**本文抜粋**

:::

手術治療が必要となった場合は、連携する専門の医療機関をご紹介しております。

レーザー鼓膜切開

従来の鼓膜切開と比較し、数多くの利点が認められています

レーザー鼓膜切開のメリット

  • 短時間で施行できるため、小さなお子様でも安全に行えます。
  • 通常の切開では4日間の開窓となりますが、レーザーですと10日間の開窓が可能です。
  • 術後にほとんど出血がありません。
  • 通常の切開よりも、正確に施行できます。
  • 耳の穴が小さくても、正確に施行できます。

合併症(頻度は少ないです)

鼓膜永久穿孔(大人の滲出性中耳炎で菲薄化した鼓膜の場合) 鼓膜菲薄化、耳漏、難聴、味覚障害、真珠腫形成

手術方法は?

手術療法としての鼓膜切開術を、レーザー照射により行います。メスを使った鼓膜切開とは異なり痛みが少なく、約1.5mmの穴を確実に開けることにより、治療効果が持続するなど、数多くの利点が認められています。耳の中に炭酸ガスレーザーを導く耳鏡を挿入し、約1.5mmの穴を開けます。照射時間はわずか0.2秒ほどです。出血や痛みはほとんどありません。一瞬だけ大きな音がします。

手術後は?

手術後は特に問題がなければ、職場や学校に行ってもかまいません。手術した耳に水が入らないように注意していただければ、入浴や洗髪は可能です。また耳の中に溜まっていた浸出液が、“みみだれ”として出てくる場合がありますが、排液が目的ですので心配はいりません。手術した耳の穴から点耳液を入れていただくこともあります。発熱や疼痛はまれですが、痛みどめの頓服をお渡しいたします。

効果は?

10-14日程度、適当なサイズの穴が維持されます。穴を通じて鼓膜からの排液と換気が行われ、中耳粘膜の正常化が維持されます。効果が不十分な場合は、再切開を考慮します。

費用は?

レーザー治療は保険が適応されます。3割負担の方で、手術料は片耳で2300円。その他は個人差はありますが、術前検査や術後投薬などを含めても5000円以内です。

チューブ留置術

鼓膜切開術を実施しても、再発してしまった滲出性中耳炎の場合に行います。切開した鼓膜に、換気チューブを留置する方法です。このチューブによって換気を行い、水が溜まるのを防ぎます。

:::

**抽出情報**
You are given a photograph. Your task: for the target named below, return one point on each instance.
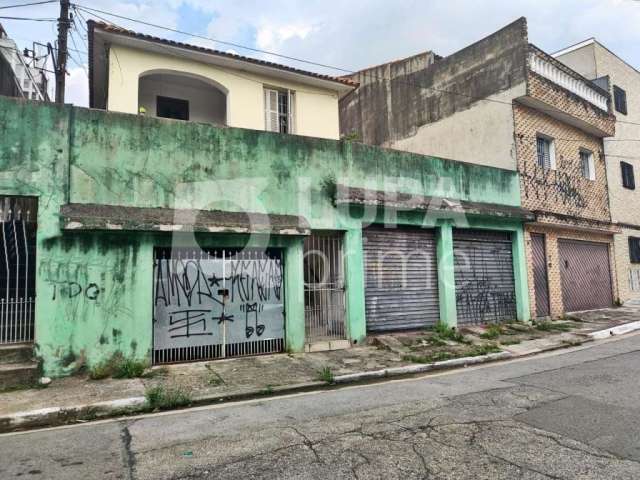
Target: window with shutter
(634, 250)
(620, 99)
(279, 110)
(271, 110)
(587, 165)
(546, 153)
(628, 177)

:::

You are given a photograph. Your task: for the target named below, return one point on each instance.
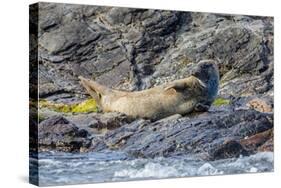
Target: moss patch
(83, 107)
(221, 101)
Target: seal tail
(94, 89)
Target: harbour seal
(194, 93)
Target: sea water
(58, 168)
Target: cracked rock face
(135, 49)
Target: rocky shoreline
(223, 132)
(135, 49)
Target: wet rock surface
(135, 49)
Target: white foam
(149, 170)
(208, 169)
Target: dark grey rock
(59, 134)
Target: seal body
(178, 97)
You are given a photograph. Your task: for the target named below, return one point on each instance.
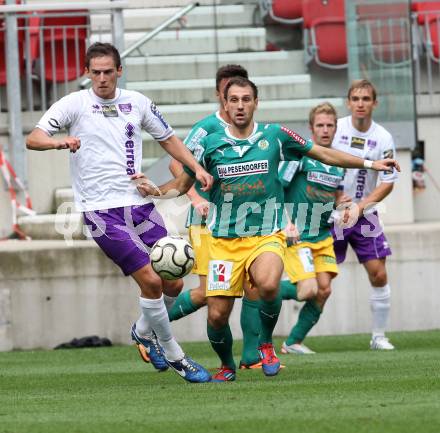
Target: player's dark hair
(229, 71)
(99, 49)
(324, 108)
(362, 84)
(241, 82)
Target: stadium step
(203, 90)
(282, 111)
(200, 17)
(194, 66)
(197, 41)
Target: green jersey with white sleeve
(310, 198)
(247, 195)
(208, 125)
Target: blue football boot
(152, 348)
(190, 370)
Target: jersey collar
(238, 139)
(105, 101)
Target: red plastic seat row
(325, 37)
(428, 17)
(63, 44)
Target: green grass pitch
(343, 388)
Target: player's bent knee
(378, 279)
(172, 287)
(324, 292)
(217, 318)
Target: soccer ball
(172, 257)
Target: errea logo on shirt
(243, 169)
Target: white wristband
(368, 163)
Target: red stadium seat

:::

**課題**
1/ 鼓膜切開についての本文のうち、「鼓膜永久穿孔(大人の滲出性中」から「めの頓服をお渡しいたします。」までを、「炭酸ガスレーザー」を「CO2レーザー」に入れ替えて書き直してください。
2/ 鼓膜切開についての本文をもとに、次の問いに答えてください。
(a) レーザーによる切開では、何日間の開窓が可能とされていますか。
(b) レーザーの照射時間はどのくらいですか。
(c) 3割負担の場合、手術料は片耳でいくらですか。
3/ 鼓膜切開についての本文を、最後の文のあとから書き継いでください。

**解答**
1/
鼓膜永久穿孔(大人の滲出性中耳炎で菲薄化した鼓膜の場合) 鼓膜菲薄化、耳漏、難聴、味覚障害、真珠腫形成

手術方法は?

手術療法としての鼓膜切開術を、レーザー照射により行います。メスを使った鼓膜切開とは異なり痛みが少なく、約1.5mmの穴を確実に開けることにより、治療効果が持続するなど、数多くの利点が認められています。耳の中にCO2レーザーを導く耳鏡を挿入し、約1.5mmの穴を開けます。照射時間はわずか0.2秒ほどです。出血や痛みはほとんどありません。一瞬だけ大きな音がします。

手術後は?

手術後は特に問題がなければ、職場や学校に行ってもかまいません。手術した耳に水が入らないように注意していただければ、入浴や洗髪は可能です。また耳の中に溜まっていた浸出液が、“みみだれ”として出てくる場合がありますが、排液が目的ですので心配はいりません。手術した耳の穴から点耳液を入れていただくこともあります。発熱や疼痛はまれですが、痛みどめの頓服をお渡しいたします。

2/
(a) 10日間
(b) 0.2秒ほど
(c) 2300円

3/
Q&A 中耳炎のよくある質問

中耳炎になりやすい年齢はありますか?

中耳炎は小さいお子さんに多く見られます。特に3歳以下に多く発症し、小学校に上がる頃までに約60~70%のお子さんが、一度は急性中耳炎にかかっているとされています。小さいお子さんの耳管は太くて短くて水平なため、ウイルスや細菌が中耳に入り込みやすいこと、また抵抗力が低いなどが原因として挙げられます。またお子さんは鼻や喉の粘膜が未熟で抵抗力が低く、風邪を引きやすいとされます。風邪から中耳炎になりやすいため、注意が必要です。

中耳炎を診断する方法は?

鼓膜を観察し、赤みや腫れの有無で診断します。また鼓膜の奥にある中耳に膿が溜まって腫れていないかを観察して、診断することもあります。

中耳炎の治療方法は?

軽症の場合、消炎剤や抗生物質を服用します。さらに耳の炎症を緩和させる薬液による治療を行います。高熱や強い痛み、鼓膜の腫れがひどいなどの症状がある場合は、鼓膜を切開して膿を排出する治療を行うこともあります。 急性中耳炎の場合、何度も繰り返す度に鼓膜切開を行うケースがありますが、切開した鼓膜は10-14日間で自然と塞がるため心配いりません。抗生物質に対して抵抗力をつけた薬剤耐性菌による急性中耳炎が増加傾向にあるため、抗生物質の使用方法に注意が必要です。

急性中耳炎は治りにくいようですが完治しますか?

最後までしっかりと治療を受けることで完治できます。しかし途中で治療を中断、放置すると慢性化してしまうほか、急性中耳炎の再発・滲出性中耳炎・反復性中耳炎・慢性中耳炎を引き起こします。急性中耳炎は医師が完治を認めるまで、しっかりと治療を行うことが重要です。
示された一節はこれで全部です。